* Aim of the exercise
Filter the data below, keeping every line that contains the word "building" and copying each one unchanged. Matching is case-sensitive.

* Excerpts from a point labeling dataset
* START *

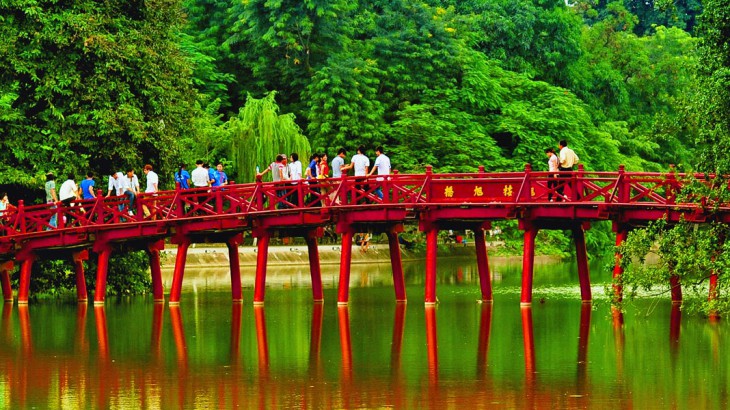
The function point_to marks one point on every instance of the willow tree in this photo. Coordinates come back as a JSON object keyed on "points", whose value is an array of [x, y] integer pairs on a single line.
{"points": [[259, 133]]}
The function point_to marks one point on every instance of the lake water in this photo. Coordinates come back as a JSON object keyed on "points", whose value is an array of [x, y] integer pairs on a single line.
{"points": [[292, 353]]}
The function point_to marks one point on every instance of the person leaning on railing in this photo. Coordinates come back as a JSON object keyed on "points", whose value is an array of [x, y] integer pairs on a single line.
{"points": [[568, 159]]}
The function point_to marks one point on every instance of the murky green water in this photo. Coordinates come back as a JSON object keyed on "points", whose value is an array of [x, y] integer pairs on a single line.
{"points": [[209, 353]]}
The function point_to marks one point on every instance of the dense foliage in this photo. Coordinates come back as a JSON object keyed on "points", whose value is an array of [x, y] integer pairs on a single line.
{"points": [[101, 86]]}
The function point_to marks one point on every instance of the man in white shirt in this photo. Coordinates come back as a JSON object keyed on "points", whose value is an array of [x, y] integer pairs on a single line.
{"points": [[152, 179], [568, 160], [360, 163], [68, 191], [199, 176], [338, 164], [130, 187], [115, 184], [152, 187], [382, 164]]}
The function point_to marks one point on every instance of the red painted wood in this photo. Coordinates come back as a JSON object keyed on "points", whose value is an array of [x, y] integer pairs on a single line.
{"points": [[5, 270], [485, 278], [431, 263], [676, 289], [343, 291], [582, 258], [314, 268], [102, 269], [24, 285], [179, 272], [234, 262], [81, 293], [261, 260], [396, 262], [158, 292], [528, 264]]}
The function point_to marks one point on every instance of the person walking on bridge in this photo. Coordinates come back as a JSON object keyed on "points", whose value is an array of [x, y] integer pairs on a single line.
{"points": [[568, 159], [382, 164], [553, 168]]}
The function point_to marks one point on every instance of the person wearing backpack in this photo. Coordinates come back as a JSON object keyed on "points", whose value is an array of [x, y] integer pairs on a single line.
{"points": [[182, 177]]}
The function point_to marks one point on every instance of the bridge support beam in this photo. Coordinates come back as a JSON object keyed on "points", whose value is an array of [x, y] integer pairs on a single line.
{"points": [[82, 295], [528, 262], [24, 287], [102, 269], [431, 263], [235, 264], [343, 291], [485, 279], [676, 290], [5, 270], [153, 252], [314, 268], [262, 254], [397, 264], [179, 272], [581, 254], [622, 233]]}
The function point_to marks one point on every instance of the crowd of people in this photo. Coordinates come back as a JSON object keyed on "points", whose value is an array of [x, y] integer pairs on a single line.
{"points": [[284, 168], [126, 184]]}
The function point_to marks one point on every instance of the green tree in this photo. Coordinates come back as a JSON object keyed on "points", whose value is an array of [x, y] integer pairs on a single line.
{"points": [[93, 86], [259, 133]]}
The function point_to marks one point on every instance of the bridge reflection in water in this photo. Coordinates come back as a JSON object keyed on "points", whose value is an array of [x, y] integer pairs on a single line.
{"points": [[431, 201], [561, 354]]}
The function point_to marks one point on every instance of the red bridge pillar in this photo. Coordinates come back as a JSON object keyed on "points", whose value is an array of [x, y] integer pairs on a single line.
{"points": [[235, 265], [104, 250], [314, 267], [153, 251], [485, 279], [262, 255], [179, 272], [5, 270], [622, 233], [528, 261], [582, 258], [397, 264], [343, 292], [25, 269], [431, 262], [676, 290], [79, 258]]}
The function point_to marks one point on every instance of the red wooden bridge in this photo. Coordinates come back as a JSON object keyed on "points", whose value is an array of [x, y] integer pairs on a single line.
{"points": [[266, 210]]}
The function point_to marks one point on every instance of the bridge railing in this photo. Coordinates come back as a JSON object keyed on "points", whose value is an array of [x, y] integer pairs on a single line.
{"points": [[410, 190]]}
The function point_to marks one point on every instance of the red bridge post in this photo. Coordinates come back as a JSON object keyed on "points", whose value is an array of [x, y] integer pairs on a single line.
{"points": [[179, 272], [528, 261], [431, 262], [79, 258], [622, 233], [235, 266], [397, 264], [582, 258], [262, 255], [314, 268], [5, 270], [25, 270], [104, 251], [343, 291], [485, 278], [153, 252], [676, 287]]}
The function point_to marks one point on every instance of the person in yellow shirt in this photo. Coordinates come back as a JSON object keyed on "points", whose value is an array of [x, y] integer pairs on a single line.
{"points": [[568, 159]]}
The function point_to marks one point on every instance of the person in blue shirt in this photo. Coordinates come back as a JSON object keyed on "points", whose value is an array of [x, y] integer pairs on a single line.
{"points": [[87, 186], [219, 178], [182, 177]]}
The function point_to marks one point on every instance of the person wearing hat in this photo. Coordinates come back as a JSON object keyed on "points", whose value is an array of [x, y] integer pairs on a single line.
{"points": [[51, 197]]}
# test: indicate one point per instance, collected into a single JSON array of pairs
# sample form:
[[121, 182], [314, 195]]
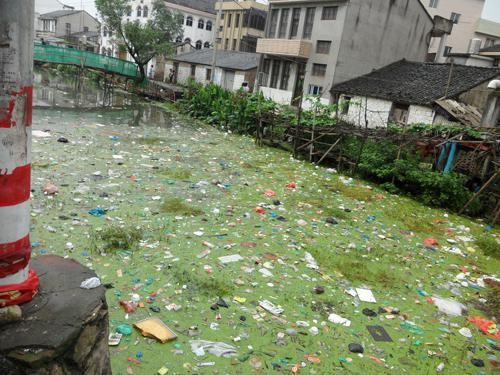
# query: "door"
[[176, 72], [228, 79], [299, 84]]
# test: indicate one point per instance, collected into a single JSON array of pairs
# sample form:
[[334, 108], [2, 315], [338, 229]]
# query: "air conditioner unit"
[[474, 46]]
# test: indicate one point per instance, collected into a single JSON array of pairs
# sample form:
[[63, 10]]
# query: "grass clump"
[[489, 246], [149, 140], [208, 285], [178, 207], [176, 174], [116, 237], [357, 269]]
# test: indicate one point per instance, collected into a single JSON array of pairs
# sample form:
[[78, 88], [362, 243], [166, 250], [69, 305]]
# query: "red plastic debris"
[[486, 326], [429, 241]]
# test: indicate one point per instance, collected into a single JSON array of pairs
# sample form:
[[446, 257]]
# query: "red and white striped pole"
[[18, 283]]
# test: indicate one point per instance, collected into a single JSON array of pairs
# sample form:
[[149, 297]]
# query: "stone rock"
[[64, 329]]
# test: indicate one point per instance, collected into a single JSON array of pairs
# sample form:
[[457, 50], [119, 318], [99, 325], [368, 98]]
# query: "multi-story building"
[[198, 23], [241, 24], [470, 33], [70, 25], [312, 45]]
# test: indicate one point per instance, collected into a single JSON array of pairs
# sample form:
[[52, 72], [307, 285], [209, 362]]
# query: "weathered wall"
[[377, 111], [469, 10], [420, 114], [279, 96], [78, 22], [478, 96], [378, 33]]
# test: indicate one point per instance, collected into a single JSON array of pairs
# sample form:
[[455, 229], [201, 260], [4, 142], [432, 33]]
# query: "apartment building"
[[198, 23], [72, 26], [312, 45], [241, 23], [470, 33]]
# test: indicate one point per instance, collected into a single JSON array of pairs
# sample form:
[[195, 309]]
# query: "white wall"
[[420, 114], [377, 111], [279, 96]]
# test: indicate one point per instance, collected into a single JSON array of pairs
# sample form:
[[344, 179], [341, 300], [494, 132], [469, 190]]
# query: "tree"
[[143, 41]]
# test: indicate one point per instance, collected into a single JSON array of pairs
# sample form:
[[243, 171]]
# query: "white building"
[[412, 92], [233, 69], [198, 24]]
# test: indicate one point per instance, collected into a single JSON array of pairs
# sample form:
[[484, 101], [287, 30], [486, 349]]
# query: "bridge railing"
[[73, 56]]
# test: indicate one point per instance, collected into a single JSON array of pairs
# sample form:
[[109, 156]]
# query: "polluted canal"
[[245, 260]]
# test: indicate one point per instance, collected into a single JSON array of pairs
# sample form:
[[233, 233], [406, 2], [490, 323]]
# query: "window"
[[323, 46], [310, 13], [285, 75], [315, 90], [319, 70], [274, 23], [265, 72], [455, 17], [275, 74], [433, 3], [294, 27], [399, 113], [344, 105], [283, 23], [489, 43], [329, 13]]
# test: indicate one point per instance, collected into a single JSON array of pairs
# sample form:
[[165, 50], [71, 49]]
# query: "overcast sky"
[[491, 9]]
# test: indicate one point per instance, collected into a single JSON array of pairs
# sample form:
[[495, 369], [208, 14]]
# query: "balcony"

* END *

* Completed task
# query: "multi-story building"
# query: "apartment building"
# query: "white building"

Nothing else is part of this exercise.